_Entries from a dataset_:

------------------------------------------------------------------------

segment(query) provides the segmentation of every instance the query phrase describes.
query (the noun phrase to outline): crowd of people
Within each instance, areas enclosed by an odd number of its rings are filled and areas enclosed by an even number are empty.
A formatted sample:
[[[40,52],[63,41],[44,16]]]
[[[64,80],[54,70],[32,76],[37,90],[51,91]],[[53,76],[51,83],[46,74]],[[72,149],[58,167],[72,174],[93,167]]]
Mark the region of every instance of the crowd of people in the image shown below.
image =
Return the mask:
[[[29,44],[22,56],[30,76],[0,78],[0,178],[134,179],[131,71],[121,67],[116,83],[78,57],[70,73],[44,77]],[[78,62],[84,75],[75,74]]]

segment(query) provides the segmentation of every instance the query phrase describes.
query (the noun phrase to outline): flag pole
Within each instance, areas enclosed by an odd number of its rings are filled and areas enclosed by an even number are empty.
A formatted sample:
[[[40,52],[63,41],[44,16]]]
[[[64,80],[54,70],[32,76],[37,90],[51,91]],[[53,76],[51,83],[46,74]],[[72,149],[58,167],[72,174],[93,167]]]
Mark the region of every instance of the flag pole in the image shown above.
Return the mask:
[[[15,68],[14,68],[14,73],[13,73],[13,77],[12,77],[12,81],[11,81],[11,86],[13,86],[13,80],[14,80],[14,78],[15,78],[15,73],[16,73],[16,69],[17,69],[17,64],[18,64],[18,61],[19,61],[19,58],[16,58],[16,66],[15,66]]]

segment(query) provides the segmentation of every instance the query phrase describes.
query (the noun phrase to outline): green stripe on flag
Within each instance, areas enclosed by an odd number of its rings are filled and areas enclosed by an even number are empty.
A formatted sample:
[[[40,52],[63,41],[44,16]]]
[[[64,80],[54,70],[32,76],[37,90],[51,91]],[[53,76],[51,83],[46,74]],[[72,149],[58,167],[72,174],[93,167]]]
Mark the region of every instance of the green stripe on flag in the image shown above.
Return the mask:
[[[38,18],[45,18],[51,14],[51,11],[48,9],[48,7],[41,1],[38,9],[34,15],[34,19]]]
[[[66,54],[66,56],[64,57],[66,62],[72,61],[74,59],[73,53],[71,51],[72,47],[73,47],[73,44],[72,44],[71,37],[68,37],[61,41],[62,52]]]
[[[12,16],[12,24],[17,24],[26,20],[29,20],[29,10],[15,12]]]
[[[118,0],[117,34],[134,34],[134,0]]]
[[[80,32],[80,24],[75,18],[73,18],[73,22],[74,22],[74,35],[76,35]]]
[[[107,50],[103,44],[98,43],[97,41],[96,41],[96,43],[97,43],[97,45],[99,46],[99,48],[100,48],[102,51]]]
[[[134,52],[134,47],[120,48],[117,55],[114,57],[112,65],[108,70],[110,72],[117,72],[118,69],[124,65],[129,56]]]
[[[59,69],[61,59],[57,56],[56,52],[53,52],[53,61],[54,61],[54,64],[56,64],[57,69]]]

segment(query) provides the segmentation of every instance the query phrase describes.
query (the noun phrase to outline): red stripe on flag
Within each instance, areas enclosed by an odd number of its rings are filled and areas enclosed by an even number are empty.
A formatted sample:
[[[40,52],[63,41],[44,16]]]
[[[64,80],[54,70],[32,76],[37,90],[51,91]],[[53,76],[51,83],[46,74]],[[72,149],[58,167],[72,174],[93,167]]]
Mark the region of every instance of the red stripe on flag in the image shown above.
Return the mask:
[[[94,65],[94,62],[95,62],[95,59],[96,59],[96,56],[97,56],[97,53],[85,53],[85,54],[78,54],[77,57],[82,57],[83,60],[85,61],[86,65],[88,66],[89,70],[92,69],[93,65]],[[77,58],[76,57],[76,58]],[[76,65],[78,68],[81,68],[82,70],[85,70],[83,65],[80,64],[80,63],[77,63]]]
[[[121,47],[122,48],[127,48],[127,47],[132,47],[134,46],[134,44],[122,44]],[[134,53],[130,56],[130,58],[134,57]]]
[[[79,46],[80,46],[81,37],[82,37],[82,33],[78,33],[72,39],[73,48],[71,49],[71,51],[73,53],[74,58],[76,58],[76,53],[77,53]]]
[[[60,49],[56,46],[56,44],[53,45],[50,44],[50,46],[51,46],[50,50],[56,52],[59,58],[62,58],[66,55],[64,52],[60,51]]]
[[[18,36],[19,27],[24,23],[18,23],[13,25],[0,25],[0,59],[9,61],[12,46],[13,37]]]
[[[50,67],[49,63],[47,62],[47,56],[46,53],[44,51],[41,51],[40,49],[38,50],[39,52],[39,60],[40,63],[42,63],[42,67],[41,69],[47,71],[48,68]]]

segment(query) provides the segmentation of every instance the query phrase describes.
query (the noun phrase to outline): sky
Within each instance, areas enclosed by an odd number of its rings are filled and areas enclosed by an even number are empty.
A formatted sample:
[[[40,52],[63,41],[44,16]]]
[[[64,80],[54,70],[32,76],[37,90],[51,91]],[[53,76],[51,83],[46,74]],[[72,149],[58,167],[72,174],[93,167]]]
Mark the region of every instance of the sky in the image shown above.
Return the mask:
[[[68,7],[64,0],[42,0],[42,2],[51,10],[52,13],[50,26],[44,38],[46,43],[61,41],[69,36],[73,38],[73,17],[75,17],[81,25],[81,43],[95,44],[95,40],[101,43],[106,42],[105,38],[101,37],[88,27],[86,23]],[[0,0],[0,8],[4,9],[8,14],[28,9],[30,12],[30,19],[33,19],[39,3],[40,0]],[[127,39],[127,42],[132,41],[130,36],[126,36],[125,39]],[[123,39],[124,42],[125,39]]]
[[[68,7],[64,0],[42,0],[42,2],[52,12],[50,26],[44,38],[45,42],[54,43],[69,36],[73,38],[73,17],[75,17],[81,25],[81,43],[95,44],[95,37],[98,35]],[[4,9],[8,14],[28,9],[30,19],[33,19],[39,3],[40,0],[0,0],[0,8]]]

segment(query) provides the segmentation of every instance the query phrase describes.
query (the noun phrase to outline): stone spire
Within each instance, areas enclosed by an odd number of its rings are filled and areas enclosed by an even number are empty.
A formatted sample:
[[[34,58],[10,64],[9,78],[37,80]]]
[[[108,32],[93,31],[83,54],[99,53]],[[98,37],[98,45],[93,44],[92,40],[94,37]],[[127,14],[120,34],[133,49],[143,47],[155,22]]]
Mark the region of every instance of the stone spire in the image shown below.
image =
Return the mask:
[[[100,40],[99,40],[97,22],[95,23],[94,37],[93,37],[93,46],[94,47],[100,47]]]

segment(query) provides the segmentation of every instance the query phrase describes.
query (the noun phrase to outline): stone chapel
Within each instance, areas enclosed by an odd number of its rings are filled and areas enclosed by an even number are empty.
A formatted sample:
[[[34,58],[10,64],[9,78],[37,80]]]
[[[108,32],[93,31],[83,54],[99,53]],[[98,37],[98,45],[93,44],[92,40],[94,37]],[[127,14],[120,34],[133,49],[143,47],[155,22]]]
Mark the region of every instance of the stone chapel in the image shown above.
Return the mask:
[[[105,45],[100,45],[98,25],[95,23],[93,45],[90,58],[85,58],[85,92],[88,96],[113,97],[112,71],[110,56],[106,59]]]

------------------------------------------------------------------------

_Work instructions_: Quote every record above exactly.

_Solved problem_:
segment(query) provides the segmentation of every instance the query phrase describes.
query (the noun phrase to outline): crowd of people
Within each instance, areas enclosed by an odd number of its rings are filled and areas enclosed by an even number are empty.
A formatted sample:
[[[40,52],[63,41],[44,16]]]
[[[64,80],[54,70],[32,76],[37,90],[51,91]],[[53,76],[51,83],[46,74]],[[72,149],[58,167],[72,174],[93,167]]]
Mark the region of every instance of the crowd of people in the image shown below.
image =
Return the mask:
[[[29,44],[22,56],[30,76],[0,78],[0,178],[134,179],[131,71],[121,67],[116,83],[78,57],[70,73],[44,77]],[[78,62],[84,75],[75,74]]]

segment(query) provides the segmentation of every instance the query phrase describes.
query (the noun phrase to outline): flag pole
Within each instance, areas enclosed by an odd number of its rings are filled and areas enclosed by an even number are empty.
A formatted sample:
[[[40,52],[63,41],[44,16]]]
[[[64,80],[54,70],[32,76],[37,90],[51,91]],[[53,76],[51,83],[46,74]],[[72,149],[58,167],[72,174],[93,167]]]
Mark the region of every instance of the flag pole in the image shown above.
Return the mask:
[[[15,68],[14,68],[14,73],[13,73],[13,77],[12,77],[12,81],[11,81],[11,86],[13,86],[13,80],[14,80],[14,78],[15,78],[15,73],[16,73],[16,69],[17,69],[17,64],[18,64],[18,61],[19,61],[19,58],[16,58],[16,66],[15,66]]]

segment(query) provides the segmentation of every instance the query phrase describes.
query (the noun phrase to outline): green stripe on flag
Within each instance, areas enclosed by an odd number of its rings are filled and areas enclosed by an even number are empty.
A formatted sample:
[[[40,52],[63,41],[44,16]]]
[[[64,80],[54,70],[32,76],[37,90],[51,91]],[[53,76],[51,83],[46,74]],[[72,149],[58,167],[72,174],[93,167]]]
Mark the region of every instance of the green stripe on flag in the image shown above.
Return the mask:
[[[38,18],[45,18],[51,14],[51,11],[48,9],[48,7],[41,1],[38,9],[34,15],[34,19]]]
[[[66,54],[66,56],[64,57],[66,62],[72,61],[74,59],[73,53],[71,51],[72,47],[73,47],[73,44],[72,44],[71,37],[68,37],[61,41],[62,52]]]
[[[12,16],[12,24],[17,24],[26,20],[29,20],[29,10],[15,12]]]
[[[118,0],[117,34],[134,34],[134,0]]]
[[[80,32],[80,24],[75,18],[73,18],[73,22],[74,22],[74,35],[76,35]]]
[[[107,50],[103,44],[98,43],[97,41],[96,41],[96,43],[97,43],[97,45],[99,46],[99,48],[100,48],[102,51]]]
[[[134,52],[134,47],[120,48],[117,55],[114,57],[112,65],[108,70],[110,72],[117,72],[118,69],[124,65],[129,56]]]
[[[59,69],[61,59],[57,56],[56,52],[53,52],[53,61],[54,61],[54,64],[56,64],[57,69]]]

segment(query) provides the segmentation of every instance the query phrase describes.
query (the noun phrase to outline): red stripe on flag
Within each instance, areas enclosed by an odd number of its rings are filled and areas enclosed by an even number are empty.
A formatted sample:
[[[40,52],[63,41],[44,16]]]
[[[64,80],[54,70],[32,76],[37,90],[51,91]],[[53,76],[51,83],[46,74]],[[72,149],[58,167],[72,174],[93,167]]]
Mark the region of every instance of the red stripe on flag in the image shown above.
Return the mask:
[[[94,65],[94,62],[95,62],[95,59],[96,59],[96,56],[97,56],[97,53],[85,53],[85,54],[78,54],[77,57],[82,57],[83,60],[85,61],[86,65],[88,66],[89,70],[92,69],[93,65]],[[77,58],[76,57],[76,58]],[[76,65],[78,68],[81,68],[82,70],[85,70],[83,65],[80,64],[80,63],[77,63]]]
[[[121,47],[122,48],[127,48],[127,47],[132,47],[134,46],[134,44],[122,44]],[[134,53],[130,56],[130,58],[134,57]]]
[[[79,46],[80,46],[81,37],[82,37],[82,33],[78,33],[72,39],[73,48],[71,49],[71,51],[73,53],[74,58],[76,58],[76,53],[77,53]]]
[[[60,49],[56,46],[56,44],[53,45],[50,44],[50,46],[51,46],[50,50],[56,52],[59,58],[62,58],[66,55],[64,52],[60,51]]]
[[[18,36],[19,27],[24,23],[18,23],[13,25],[0,25],[0,59],[9,61],[12,46],[13,37]]]
[[[50,67],[49,63],[47,62],[47,56],[46,53],[44,51],[41,51],[40,49],[38,50],[39,52],[39,60],[40,63],[42,63],[42,67],[41,69],[47,71],[48,68]]]

segment(query) provides the segmentation of every instance the query phrase describes.
query (the noun phrase to outline): sky
Within each instance, areas enclosed by an odd number of its rings are filled and areas enclosed by an even number are empty.
A formatted sample:
[[[40,52],[63,41],[44,16]]]
[[[64,80],[54,70],[32,76],[37,90],[51,91]],[[53,76],[51,83],[46,74]],[[72,149],[58,167],[72,174],[93,167]]]
Mark the region of every instance of the sky in the image shown above.
Return the mask:
[[[68,7],[64,0],[42,0],[42,2],[51,10],[52,13],[50,26],[44,38],[46,43],[61,41],[69,36],[73,38],[73,17],[75,17],[81,25],[81,43],[95,44],[95,40],[101,43],[106,42],[105,38],[101,37],[88,27],[86,23]],[[0,0],[0,8],[4,9],[8,14],[28,9],[30,12],[30,19],[33,19],[39,3],[40,0]],[[127,39],[127,42],[132,41],[130,36],[126,36],[125,39]],[[123,39],[124,42],[125,39]]]
[[[68,7],[64,0],[42,0],[42,2],[52,12],[50,26],[44,38],[45,42],[54,43],[69,36],[73,38],[73,17],[75,17],[81,25],[81,43],[95,44],[95,37],[98,35]],[[4,9],[8,14],[28,9],[30,19],[33,19],[39,3],[40,0],[0,0],[0,8]]]

segment(query) provides the segmentation of every instance the query phrase describes.
query (the noun phrase to outline): stone spire
Within each instance, areas enclosed by an odd number of its rings are filled and areas enclosed by an even number are empty.
A formatted sample:
[[[34,58],[10,64],[9,78],[37,80]]]
[[[108,32],[93,31],[83,54],[99,53]],[[98,37],[98,45],[93,44],[92,40],[94,37]],[[127,14],[120,34],[133,49],[143,47],[155,22]]]
Mark the region of every instance of the stone spire in the image shown below.
image =
Return the mask:
[[[100,40],[99,40],[97,22],[95,23],[94,37],[93,37],[93,46],[94,47],[100,47]]]

segment(query) provides the segmentation of every instance the query phrase describes.
query (the noun phrase to outline): stone chapel
Within each instance, areas enclosed by an odd number of its rings are filled and areas enclosed by an even number are empty.
A formatted sample:
[[[34,58],[10,64],[9,78],[37,80]]]
[[[108,32],[93,31],[83,54],[99,53]],[[98,37],[98,45],[93,44],[92,40],[94,37]],[[127,14],[120,34],[133,49],[143,47],[155,22]]]
Mark the region of every instance of the stone chapel in the image shown above.
Return the mask:
[[[105,45],[100,45],[98,25],[95,23],[93,45],[90,58],[85,58],[85,92],[88,96],[113,97],[112,71],[110,56],[106,59]]]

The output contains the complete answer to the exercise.